- Extract
+ + + + +

Levi Stubbs, lead singer of the Four Tops, passed away in his sleep this week. He was 72. In 1953, Stubbs (whose birth name was Subbles), Abdul 'Duke' Fakir, Renaldo 'Obie' Benson and Lawrence Payton formed a group they called the Four Aims. They later changed it to the Four Tops so as not to be confused with The Ames Brothers. The group signed with Motown in 1963 and in the next decade produced 20 top ten hits, including "I Can't Help Myself (Sugar Pie Honey Bunch)," "Reach Out I'll Be There," "Bernadette" and "Standing in the Shadows of Love." The group stayed together for more then 40 years, only adding a member when an original Top passed on. Payton is now the only surviving member of the group. Stubbs gained a new generation of fans when he voiced Audrey II, the killer plant in "Little Shop of Horrors."
Quite a big week for Zac Effron. Not only is he turning 21 but he is rumored to be in the plans for two big films. First up he will follow in Kevin Bacon's footsteps (or Peter Tramm's, depending on what scene you're watching) in a new version of "Footloose." He also is set to star opposite Johnny Depp in the fourth "Pirates" film.
A long time friend of the late Herve' Villachez is planning a film biography of the former "Fantasy Island" co-star. No word on who would play Tatoo but if I'm Vern Troyer's agent I'm sitting by the phone.
NICE TRY, TUBBY
This week the Supreme Court rejected an appeal from 41 year old Richard Cooey, who was on Ohio's death row for the murder of two college students more then 20 years ago. Cooey claims that because of his size (5'7" and 267 pounds) that he was too fat to receive a lethal injection because if would be too hard to find a vein and he would "suffer." Because the case was rejected, Fatty Fat Fatty went off to hell earler this week. If I was on the court I would have said, "fine, no needles. We're going to hang you instead. I'm sure you're neck will break just fine with that big ass of yours pulling it down!" Apparently the doctor administering the lethal cocktail just poked around until he hit gravy, then pushed the plunger.
TAKE THAT HOMELAND SECURITY
Yusaf Islam, formerly known as Cat Stevens, and I have a lot in common. We both have beards. We both write songs (though I'd say that one of us has been a little more successful then the other in this field). And we both can't board an airplane without permission. Yes, like Mr. Islam, I am on the "no flight" list, probably due to my very common first and last name and not for any prior terrorist activity. It was back in PCR issue #235 that I highlighted Islam's problems with getting into the country after his flight from London to Nashville was diverted to Maine after his name popped up on the do not fly list. Of course, he was ALREADY on the plane and over the Atlantic when they caught the problem which really makes you wonder how the system works. Next year Islam will release a song entitled "Boots and Sand," which will tell the story of this adventure. In the song, Islam sings about taking a journey to "the birth land of rock and roll" only to be told "you're on our no-song list." Guest vocalists including Paul McCartney, Dolly Parton and Alison Krauss join Islam on the song.

+ + + + +

- Stated task 1
Using the column, decide whether each statement holds: (a) Stubbs was born with the name Subbles; (b) the Four Tops signed with Motown in 1953; (c) Islam's flight from London to Nashville ended up in Maine. Answer yes or no for each, quoting the words that decide it.
The column above and the entries that follow have no connection to each other.

Stored data:
+ + + + +

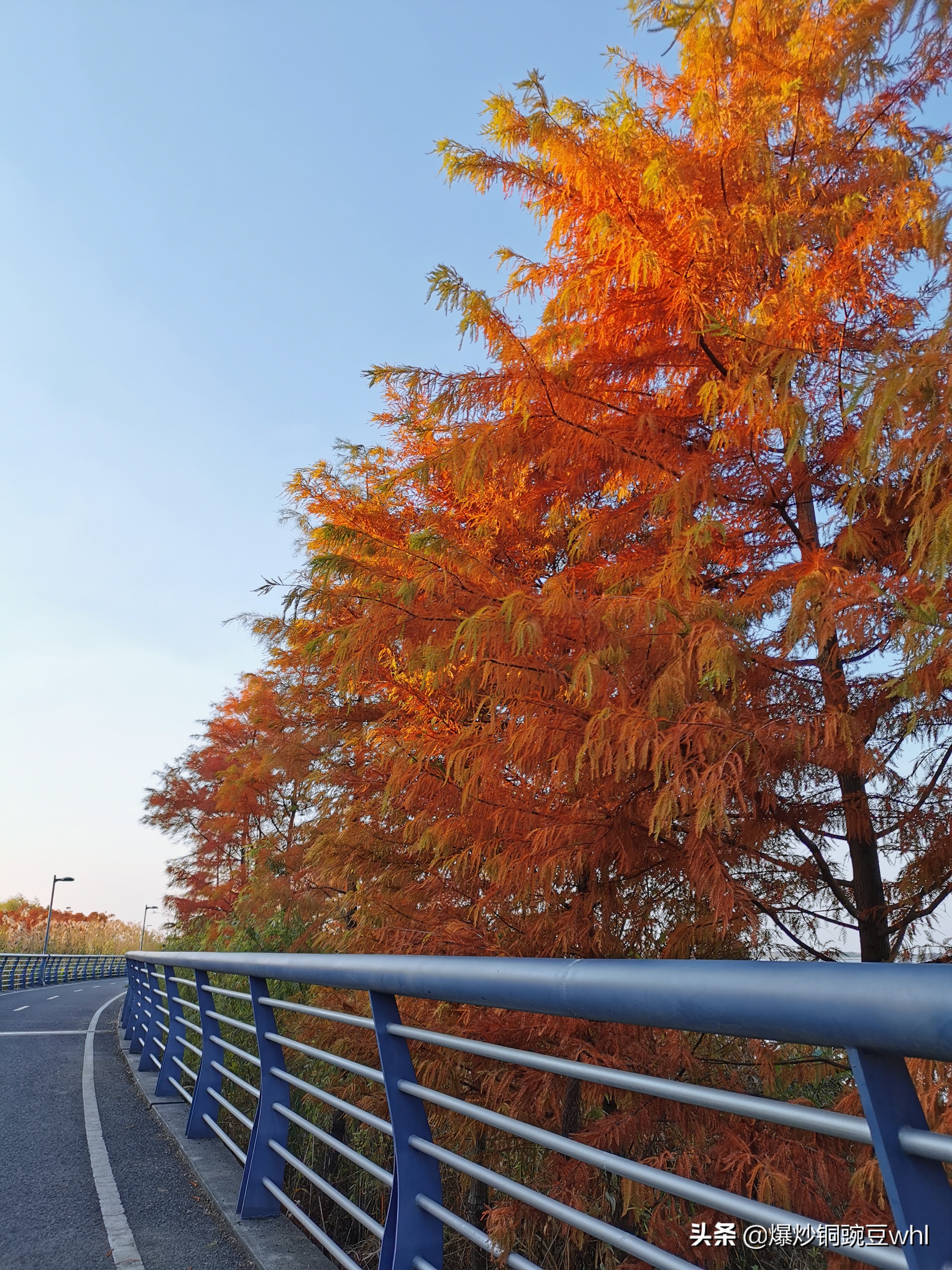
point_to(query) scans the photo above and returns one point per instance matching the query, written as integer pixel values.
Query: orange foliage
(638, 639)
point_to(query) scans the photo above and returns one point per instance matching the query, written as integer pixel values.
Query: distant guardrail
(878, 1014)
(35, 970)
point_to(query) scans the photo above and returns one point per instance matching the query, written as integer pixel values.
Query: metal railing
(35, 970)
(878, 1014)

+ + + + +

- Stated task 2
Copy every line of the stored data entries word for word, leaving out the pictures.

- Finished answer 1
(a) Yes: "whose birth name was Subbles"
(b) No: "The group signed with Motown in 1963"
(c) Yes: "his flight from London to Nashville was diverted to Maine"

- Finished answer 2
point_to(query) scans the photo above and returns one point per instance matching the query, written as integer pixel values.
Query: orange foliage
(638, 639)
point_to(query) scans the photo above and returns one point per instance matching the query, written as integer pixel values.
Query: distant guardrail
(878, 1014)
(35, 970)
point_to(query) scans the photo above and returns one point per instance matching the query, written as integer pixel values.
Query: metal railing
(35, 970)
(878, 1014)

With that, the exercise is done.